*Work instruction*
Pictures aside, return every line below exactly as written.

Data to examine: Begin

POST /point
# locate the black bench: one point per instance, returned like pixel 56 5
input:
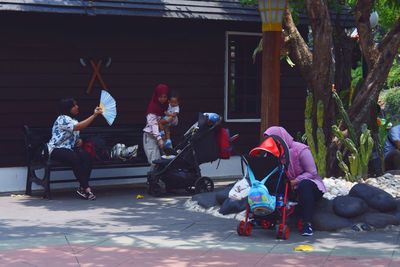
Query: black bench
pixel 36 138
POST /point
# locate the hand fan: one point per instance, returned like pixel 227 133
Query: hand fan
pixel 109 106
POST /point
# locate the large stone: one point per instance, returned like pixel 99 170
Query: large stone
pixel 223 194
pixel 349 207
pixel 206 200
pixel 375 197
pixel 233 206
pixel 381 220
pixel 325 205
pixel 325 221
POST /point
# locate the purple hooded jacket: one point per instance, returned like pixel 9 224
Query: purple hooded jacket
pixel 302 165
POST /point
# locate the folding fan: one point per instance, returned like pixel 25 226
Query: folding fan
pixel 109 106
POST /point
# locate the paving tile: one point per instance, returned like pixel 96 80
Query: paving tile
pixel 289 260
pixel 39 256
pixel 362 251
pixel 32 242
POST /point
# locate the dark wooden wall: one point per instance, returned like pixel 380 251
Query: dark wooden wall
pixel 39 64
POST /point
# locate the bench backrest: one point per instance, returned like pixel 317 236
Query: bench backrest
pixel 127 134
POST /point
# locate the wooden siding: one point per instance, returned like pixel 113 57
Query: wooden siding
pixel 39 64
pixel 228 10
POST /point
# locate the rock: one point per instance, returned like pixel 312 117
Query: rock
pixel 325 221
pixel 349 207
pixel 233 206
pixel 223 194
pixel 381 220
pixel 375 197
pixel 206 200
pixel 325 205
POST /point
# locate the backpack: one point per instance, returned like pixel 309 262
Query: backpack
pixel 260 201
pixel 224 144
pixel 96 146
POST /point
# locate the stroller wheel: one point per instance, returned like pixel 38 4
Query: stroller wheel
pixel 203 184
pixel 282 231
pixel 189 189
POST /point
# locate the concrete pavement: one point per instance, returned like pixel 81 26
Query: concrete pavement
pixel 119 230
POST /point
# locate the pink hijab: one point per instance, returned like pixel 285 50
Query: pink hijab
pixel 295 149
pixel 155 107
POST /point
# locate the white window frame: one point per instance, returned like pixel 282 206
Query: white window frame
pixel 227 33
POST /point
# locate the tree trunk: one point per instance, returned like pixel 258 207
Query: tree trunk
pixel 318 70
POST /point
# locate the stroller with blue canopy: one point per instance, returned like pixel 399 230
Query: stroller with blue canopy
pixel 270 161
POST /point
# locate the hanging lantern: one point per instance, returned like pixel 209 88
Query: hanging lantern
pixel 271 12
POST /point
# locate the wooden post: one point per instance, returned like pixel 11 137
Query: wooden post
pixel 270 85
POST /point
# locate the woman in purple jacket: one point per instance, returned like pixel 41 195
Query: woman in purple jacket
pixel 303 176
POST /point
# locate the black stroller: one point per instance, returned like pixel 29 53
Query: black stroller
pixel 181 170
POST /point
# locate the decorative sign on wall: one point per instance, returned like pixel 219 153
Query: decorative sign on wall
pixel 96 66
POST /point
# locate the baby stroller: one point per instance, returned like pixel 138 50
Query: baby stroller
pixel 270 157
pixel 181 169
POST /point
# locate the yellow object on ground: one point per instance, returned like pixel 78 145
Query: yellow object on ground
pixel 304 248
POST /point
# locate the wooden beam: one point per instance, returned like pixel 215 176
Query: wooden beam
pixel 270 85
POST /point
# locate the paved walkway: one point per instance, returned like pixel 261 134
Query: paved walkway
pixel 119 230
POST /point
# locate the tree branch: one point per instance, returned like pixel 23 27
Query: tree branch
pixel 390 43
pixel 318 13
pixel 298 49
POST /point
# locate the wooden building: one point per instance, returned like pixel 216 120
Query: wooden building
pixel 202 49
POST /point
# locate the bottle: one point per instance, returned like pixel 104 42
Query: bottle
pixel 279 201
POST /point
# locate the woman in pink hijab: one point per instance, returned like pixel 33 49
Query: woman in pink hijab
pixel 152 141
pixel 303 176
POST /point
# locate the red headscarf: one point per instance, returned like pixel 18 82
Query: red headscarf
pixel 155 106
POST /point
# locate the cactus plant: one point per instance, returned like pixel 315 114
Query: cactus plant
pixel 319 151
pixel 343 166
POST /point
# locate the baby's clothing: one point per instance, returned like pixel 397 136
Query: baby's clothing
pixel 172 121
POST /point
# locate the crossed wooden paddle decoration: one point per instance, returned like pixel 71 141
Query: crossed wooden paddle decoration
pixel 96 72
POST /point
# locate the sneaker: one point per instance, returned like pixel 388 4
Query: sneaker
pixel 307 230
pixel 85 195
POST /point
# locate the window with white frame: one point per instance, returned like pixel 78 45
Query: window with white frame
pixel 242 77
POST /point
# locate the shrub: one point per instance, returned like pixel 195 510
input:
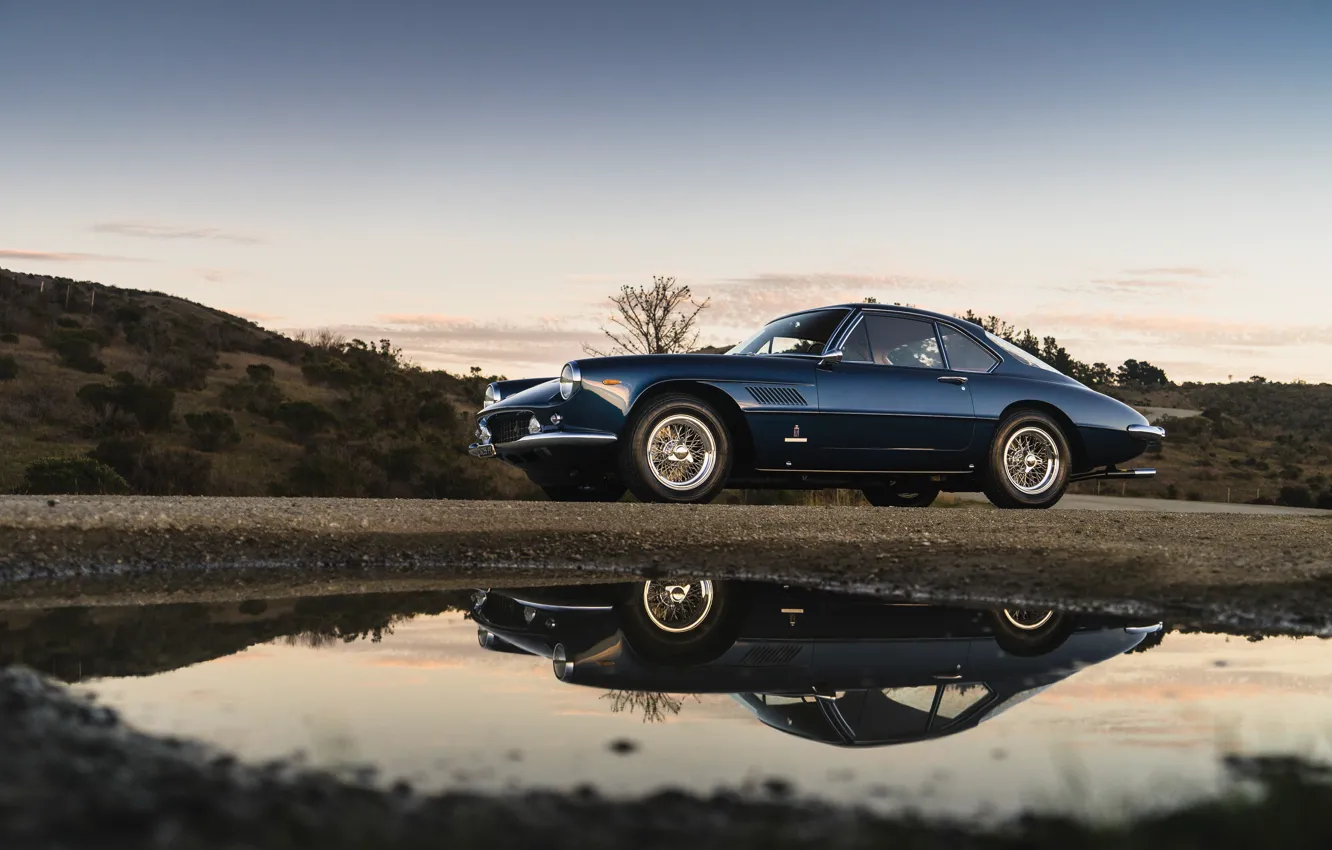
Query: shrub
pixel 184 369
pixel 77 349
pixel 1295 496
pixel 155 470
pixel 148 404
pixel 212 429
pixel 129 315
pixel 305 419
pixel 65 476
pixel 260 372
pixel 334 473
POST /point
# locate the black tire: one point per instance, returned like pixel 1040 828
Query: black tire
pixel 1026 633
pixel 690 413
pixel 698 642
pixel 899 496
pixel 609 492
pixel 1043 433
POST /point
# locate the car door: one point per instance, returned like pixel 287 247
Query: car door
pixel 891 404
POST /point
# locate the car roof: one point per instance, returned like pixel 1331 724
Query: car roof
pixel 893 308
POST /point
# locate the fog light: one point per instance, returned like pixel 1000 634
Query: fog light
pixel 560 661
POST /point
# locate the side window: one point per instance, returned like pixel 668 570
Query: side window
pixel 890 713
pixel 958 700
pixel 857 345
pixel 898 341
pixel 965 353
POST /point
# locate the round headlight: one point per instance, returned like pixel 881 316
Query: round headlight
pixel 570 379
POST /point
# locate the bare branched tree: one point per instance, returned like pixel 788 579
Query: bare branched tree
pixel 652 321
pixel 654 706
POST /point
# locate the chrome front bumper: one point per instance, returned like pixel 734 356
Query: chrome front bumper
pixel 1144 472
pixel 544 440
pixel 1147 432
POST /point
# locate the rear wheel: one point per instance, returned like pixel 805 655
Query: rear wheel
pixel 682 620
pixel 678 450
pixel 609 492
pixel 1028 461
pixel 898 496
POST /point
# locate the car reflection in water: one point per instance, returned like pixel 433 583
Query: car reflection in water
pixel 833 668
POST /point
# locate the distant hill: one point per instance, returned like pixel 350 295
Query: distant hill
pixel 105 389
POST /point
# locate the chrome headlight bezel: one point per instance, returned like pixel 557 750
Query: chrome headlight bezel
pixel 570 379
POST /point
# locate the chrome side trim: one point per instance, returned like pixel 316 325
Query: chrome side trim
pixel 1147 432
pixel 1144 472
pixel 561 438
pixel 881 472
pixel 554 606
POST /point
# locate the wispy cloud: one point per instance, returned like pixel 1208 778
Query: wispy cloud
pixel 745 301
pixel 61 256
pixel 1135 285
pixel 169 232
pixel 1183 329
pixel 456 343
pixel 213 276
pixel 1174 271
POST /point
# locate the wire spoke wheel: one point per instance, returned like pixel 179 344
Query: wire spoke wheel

Data to examine: End

*Task solution*
POST /point
# locate the black bench: one point per instance, returned like pixel 56 5
input:
Query: black bench
pixel 36 138
POST /point
# locate the hand fan: one point per instance, returned like pixel 227 133
Query: hand fan
pixel 109 106
POST /point
# locate the large stone: one point per instance, returned like pixel 99 170
Query: large stone
pixel 223 194
pixel 349 207
pixel 206 200
pixel 375 197
pixel 233 206
pixel 381 220
pixel 325 205
pixel 325 221
POST /point
# locate the purple hooded jacket: one point per instance, returned like pixel 9 224
Query: purple hooded jacket
pixel 302 165
POST /point
# locate the folding fan: one point per instance, returned like pixel 25 226
Query: folding fan
pixel 109 106
POST /point
# locate the paving tile: one point per instance, returned like pixel 96 80
Query: paving tile
pixel 289 260
pixel 39 256
pixel 362 251
pixel 32 242
POST /point
# locate the dark wooden wall: one point per instance, returned like pixel 380 251
Query: dark wooden wall
pixel 39 64
POST /point
# locate the bench backrest: one point per instance, returned like pixel 317 236
Query: bench backrest
pixel 127 134
POST /point
# locate the wooden siding: one point per instance, returned like pixel 113 57
Query: wooden siding
pixel 39 64
pixel 228 10
POST /point
# locate the rock: one point per instance, returned like pixel 312 117
Query: rock
pixel 325 221
pixel 349 207
pixel 233 206
pixel 223 194
pixel 381 220
pixel 375 197
pixel 206 200
pixel 325 205
POST /point
# locate the backpack: one point per instance, returned like pixel 309 262
Query: backpack
pixel 260 201
pixel 224 144
pixel 96 146
POST /point
# locate the stroller wheel: one point per instance, returned like pixel 38 4
Query: stroller wheel
pixel 203 184
pixel 282 231
pixel 189 189
POST /point
# locate the concrete pavement: one point per instance, returned like pixel 81 26
Query: concrete pavement
pixel 119 230
POST /point
# locate the pink hijab: one point per instance, returned like pixel 285 50
Query: pink hijab
pixel 295 149
pixel 155 107
POST /point
# locate the white window frame: one point per instance, returned like pixel 282 206
Query: white window frame
pixel 227 33
POST /point
# locate the tree trunk: one point per instance, returned like pixel 258 207
Query: tree trunk
pixel 318 70
POST /point
# locate the stroller with blue canopy: one point per instance, returned like pixel 399 230
Query: stroller with blue canopy
pixel 270 161
POST /point
# locate the hanging lantern: one point per instance, returned like pixel 209 88
Query: hanging lantern
pixel 271 12
POST /point
# locate the wooden post: one point per instance, returned like pixel 11 137
Query: wooden post
pixel 270 85
POST /point
# locate the woman in purple jacket: one point per instance, returned like pixel 41 195
Query: woman in purple jacket
pixel 303 176
POST /point
# locate the black stroller: one point per instance, returned like pixel 29 53
Query: black stroller
pixel 181 170
POST /point
# locate the decorative sign on wall: one point per instance, returned like pixel 219 153
Query: decorative sign on wall
pixel 96 66
POST /point
# locate the baby stroller: one point per instance, returned like pixel 138 50
Query: baby stroller
pixel 270 157
pixel 181 169
POST /point
# locate the yellow object on ground: one point per instance, returned like pixel 78 145
Query: yellow object on ground
pixel 304 248
POST /point
# locate the wooden beam: one point per instance, returned like pixel 215 176
Query: wooden beam
pixel 270 85
POST /point
# locate the paved walkway: one point per instance, returned like pixel 261 134
Query: paved walkway
pixel 119 230
POST /point
# locate the tree branch: one point per instance, returned like pixel 23 27
Query: tree branch
pixel 390 43
pixel 318 13
pixel 298 49
POST /point
# locate the wooden building: one point per instance, returned like pixel 216 120
Query: wooden building
pixel 202 49
POST /point
# locate the bottle: one point per instance, returned like pixel 104 42
Query: bottle
pixel 279 201
POST /point
# locate the woman in pink hijab: one point per instance, returned like pixel 33 49
Query: woman in pink hijab
pixel 152 141
pixel 303 176
POST /point
# locate the red headscarf: one point per instance, returned like pixel 18 82
Query: red headscarf
pixel 155 106
POST /point
# locate the cactus plant: one point per instance, returned like pixel 315 114
Query: cactus plant
pixel 319 151
pixel 343 166
POST /point
# locate the baby's clothing: one point per instance, returned like pixel 397 136
Query: baby's clothing
pixel 172 121
POST /point
# locate the crossed wooden paddle decoration: one point per instance, returned like pixel 71 141
Query: crossed wooden paddle decoration
pixel 96 72
POST /point
# locate the sneaker: one point per instance, returned like pixel 388 4
Query: sneaker
pixel 307 230
pixel 85 195
POST /point
# locate the window with white frame: one point per instance, returned like pixel 78 45
Query: window with white frame
pixel 242 77
POST /point
# locate the shrub: one point per instance, returned like pixel 195 510
input:
Query: shrub
pixel 184 369
pixel 77 349
pixel 1295 496
pixel 155 470
pixel 148 404
pixel 212 429
pixel 129 315
pixel 305 419
pixel 65 476
pixel 260 372
pixel 334 473
POST /point
# locate the black tire: one point per instance, returned like pixel 1040 828
Query: black tire
pixel 1026 633
pixel 690 413
pixel 698 642
pixel 899 496
pixel 609 492
pixel 1043 433
POST /point
# locate the car door: one point per instance, returned like pixel 287 247
Query: car door
pixel 891 404
POST /point
# locate the car roof: one point per instance, returned like pixel 1331 724
Query: car roof
pixel 893 308
POST /point
# locate the fog light: one point per instance, returned like pixel 1000 634
Query: fog light
pixel 560 661
POST /point
# locate the side window: one point per instance, returned like pixel 668 570
Query: side window
pixel 890 713
pixel 958 700
pixel 857 345
pixel 898 341
pixel 965 353
POST /point
# locate the round headlight: one point per instance, returned like pixel 881 316
Query: round headlight
pixel 570 379
POST /point
# locate the bare branched tree: one point per instance, returned like pixel 788 579
Query: bare branched tree
pixel 652 321
pixel 654 706
POST /point
# locate the chrome front bumper: one point per instance, returned like pixel 734 356
Query: chrome front bumper
pixel 1144 472
pixel 544 440
pixel 1147 432
POST /point
# locate the rear wheel: one point per instance, returned like pixel 805 655
Query: rear wheel
pixel 682 620
pixel 678 450
pixel 609 492
pixel 1028 461
pixel 898 496
POST /point
# locate the car reflection in water: one point per instance, returned like pixel 433 583
Query: car reflection in water
pixel 833 668
POST /point
# locate the distant hill: one point per instance, returned like pixel 350 295
Query: distant hill
pixel 105 389
POST /point
# locate the chrome headlight bezel: one point per instance, returned like pixel 557 750
Query: chrome headlight bezel
pixel 570 379
POST /point
# locate the chrome side trim: one point per instance, returned like pixel 316 325
Query: chrome side trim
pixel 1147 432
pixel 1144 472
pixel 561 438
pixel 881 472
pixel 554 606
POST /point
# locate the wispy cloud: one point per instance, returned like pixel 1208 778
Query: wispy cloud
pixel 745 301
pixel 61 256
pixel 1135 285
pixel 169 232
pixel 1183 329
pixel 456 343
pixel 213 276
pixel 1174 271
POST /point
# locate the wire spoke wheel: one point per instance, returned like pixel 179 344
Query: wire spoke wheel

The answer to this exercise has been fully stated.